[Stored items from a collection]
----

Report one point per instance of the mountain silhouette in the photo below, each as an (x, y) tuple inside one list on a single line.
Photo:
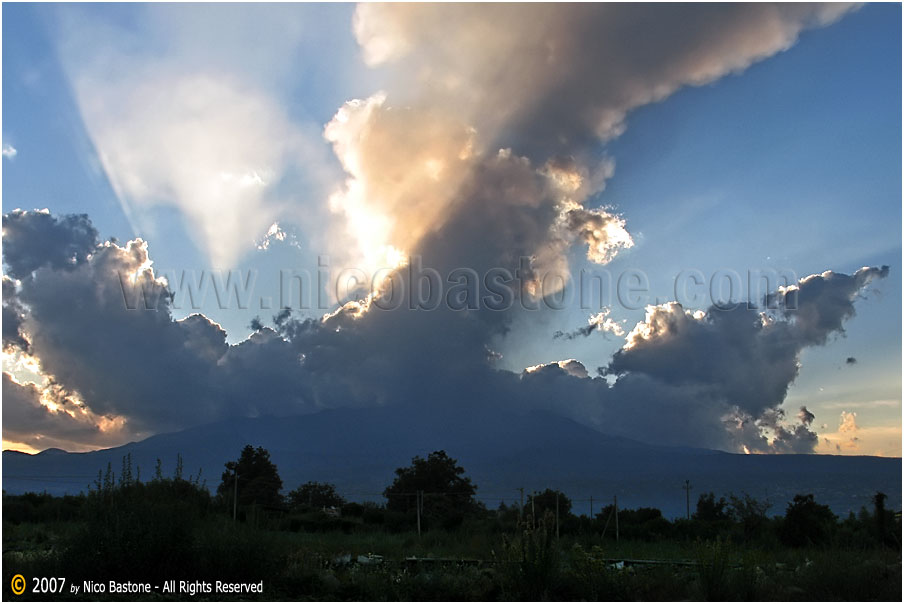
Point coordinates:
[(358, 450)]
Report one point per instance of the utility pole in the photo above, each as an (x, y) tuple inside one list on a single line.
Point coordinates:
[(533, 511), (235, 494), (687, 489), (419, 495)]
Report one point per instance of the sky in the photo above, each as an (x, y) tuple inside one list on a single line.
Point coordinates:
[(648, 144)]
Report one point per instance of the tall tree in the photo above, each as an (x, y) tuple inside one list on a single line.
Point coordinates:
[(315, 494), (448, 494), (258, 479)]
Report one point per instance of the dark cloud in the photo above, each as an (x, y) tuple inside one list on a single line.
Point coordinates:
[(35, 239), (715, 378)]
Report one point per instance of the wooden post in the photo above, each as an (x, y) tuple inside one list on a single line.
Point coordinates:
[(687, 494), (235, 494), (418, 496), (533, 511)]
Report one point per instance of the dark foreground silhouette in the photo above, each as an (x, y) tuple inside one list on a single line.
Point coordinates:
[(432, 539)]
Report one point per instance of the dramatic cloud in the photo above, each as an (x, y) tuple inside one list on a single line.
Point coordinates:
[(597, 322), (481, 154)]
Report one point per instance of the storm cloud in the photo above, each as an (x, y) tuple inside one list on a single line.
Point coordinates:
[(431, 174)]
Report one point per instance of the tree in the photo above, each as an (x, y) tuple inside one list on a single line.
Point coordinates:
[(807, 522), (539, 503), (258, 479), (316, 495), (448, 494), (750, 513), (711, 510)]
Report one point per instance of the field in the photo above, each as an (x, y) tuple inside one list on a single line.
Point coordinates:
[(314, 556)]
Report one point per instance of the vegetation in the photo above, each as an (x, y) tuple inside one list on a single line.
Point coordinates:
[(312, 544)]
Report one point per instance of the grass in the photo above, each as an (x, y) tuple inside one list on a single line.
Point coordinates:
[(299, 566)]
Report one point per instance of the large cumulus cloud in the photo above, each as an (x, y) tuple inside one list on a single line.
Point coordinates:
[(116, 363), (483, 150)]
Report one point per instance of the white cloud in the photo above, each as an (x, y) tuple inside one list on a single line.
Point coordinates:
[(187, 110)]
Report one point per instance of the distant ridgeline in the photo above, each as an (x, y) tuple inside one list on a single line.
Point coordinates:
[(358, 450)]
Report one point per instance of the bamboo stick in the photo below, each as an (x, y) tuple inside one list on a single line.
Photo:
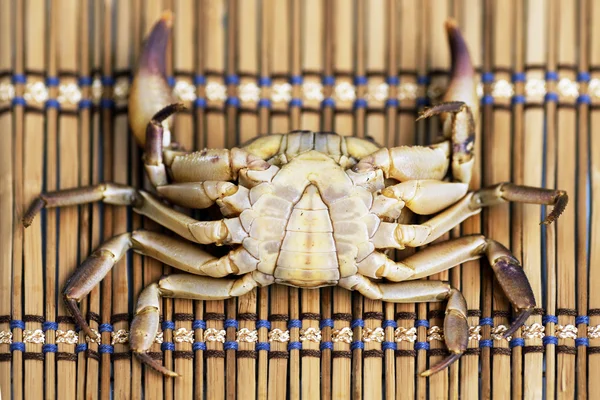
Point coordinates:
[(217, 136), (17, 228), (535, 57), (566, 165), (32, 160), (594, 223), (313, 34), (7, 192), (183, 66), (583, 191), (476, 33)]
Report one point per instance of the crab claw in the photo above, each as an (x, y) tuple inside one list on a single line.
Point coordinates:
[(150, 91), (144, 327), (462, 85)]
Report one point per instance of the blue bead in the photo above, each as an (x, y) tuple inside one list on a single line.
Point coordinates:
[(168, 325), (49, 326), (487, 77), (584, 99), (326, 323), (328, 102), (392, 80), (200, 102), (263, 323), (19, 101), (550, 340), (360, 80), (487, 99), (19, 79), (264, 81), (518, 99), (106, 348), (199, 80), (52, 103), (233, 102), (17, 346), (294, 346), (199, 324), (388, 346), (167, 346), (357, 323), (583, 76), (107, 103), (328, 80), (230, 345), (421, 346), (389, 323), (516, 342), (264, 103), (231, 323), (551, 97), (423, 80), (357, 345), (422, 322), (263, 346), (85, 104), (392, 102), (49, 348), (107, 80), (326, 346), (199, 346), (551, 76), (52, 81), (295, 102), (232, 80), (518, 77), (294, 323), (17, 324), (296, 80), (80, 347), (85, 81), (422, 101), (360, 103)]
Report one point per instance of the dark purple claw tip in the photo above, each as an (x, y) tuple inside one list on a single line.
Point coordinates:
[(152, 59)]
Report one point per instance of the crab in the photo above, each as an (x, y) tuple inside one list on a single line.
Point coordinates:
[(304, 209)]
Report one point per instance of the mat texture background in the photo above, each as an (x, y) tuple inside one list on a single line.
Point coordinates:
[(249, 67)]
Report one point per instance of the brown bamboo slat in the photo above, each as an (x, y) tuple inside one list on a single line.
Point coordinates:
[(7, 190), (237, 65), (32, 161)]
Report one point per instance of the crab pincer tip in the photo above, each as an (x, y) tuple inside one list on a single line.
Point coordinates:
[(167, 17), (451, 24)]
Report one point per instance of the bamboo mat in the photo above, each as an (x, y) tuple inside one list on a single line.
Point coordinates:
[(251, 67)]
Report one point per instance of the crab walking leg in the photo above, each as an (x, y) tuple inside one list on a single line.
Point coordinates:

----

INSTRUCTIONS FOR THE TASK
Can you write out the data again, beginning at the line that has "Report one point per instance of the bamboo stick" and stopping after the line that has "[(150, 91), (144, 327), (462, 85)]", with "crab claw" renamed to "crab pincer" and nothing else changed? Leave the pictures out of your answer.

ANSWER TO THIS PROBLEM
Report one point per instance of the bamboo stick in the photo below, each as an (x, y) tuple inside one list on a single line.
Photo:
Point coordinates:
[(217, 136), (17, 228), (535, 57), (566, 165), (32, 160), (594, 223), (313, 34), (7, 192), (183, 66), (583, 191), (476, 33)]
Report one point per instance of the crab pincer in the photo above, each as an (x, y) tuple inside one list on a single line.
Point coordinates:
[(150, 91), (144, 327), (462, 85)]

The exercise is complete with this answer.